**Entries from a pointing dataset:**
-=-=-=-=-

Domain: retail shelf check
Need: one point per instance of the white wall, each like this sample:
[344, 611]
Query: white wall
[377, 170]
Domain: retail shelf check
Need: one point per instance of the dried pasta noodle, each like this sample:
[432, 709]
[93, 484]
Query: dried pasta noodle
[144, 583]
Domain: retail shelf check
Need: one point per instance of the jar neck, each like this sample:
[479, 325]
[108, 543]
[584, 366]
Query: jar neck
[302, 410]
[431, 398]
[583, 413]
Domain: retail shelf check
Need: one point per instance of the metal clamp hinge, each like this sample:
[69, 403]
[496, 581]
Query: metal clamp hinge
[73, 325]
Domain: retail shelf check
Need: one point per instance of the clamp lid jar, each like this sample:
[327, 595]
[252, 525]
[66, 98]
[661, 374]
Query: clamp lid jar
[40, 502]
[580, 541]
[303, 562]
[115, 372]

-=-=-=-=-

**Goal:** Please copy the data above line for line, without any changes.

**Correct answer:**
Domain: retail shelf check
Need: one point per instance of the white wall, each like this sample:
[344, 611]
Query: white wall
[377, 170]
Domain: retail shelf check
Need: one point per instance of the dried pasta noodle, each like this sample:
[432, 709]
[93, 484]
Query: dried pasta noodle
[144, 583]
Domain: retail shelf check
Need: one point per instance of the jar neck, each like this sample:
[479, 325]
[108, 543]
[584, 366]
Query: jar neck
[302, 410]
[431, 398]
[583, 413]
Domain: retail shelf check
Need: one point per instance of the metal clamp hinge, each like this sample:
[69, 403]
[496, 581]
Query: metal clamp hinge
[73, 325]
Domain: retail shelf check
Need: one point per instance of the clamp lid jar, each like this sample:
[327, 595]
[252, 525]
[66, 98]
[661, 374]
Query: clamp lid jar
[40, 502]
[580, 541]
[303, 562]
[115, 372]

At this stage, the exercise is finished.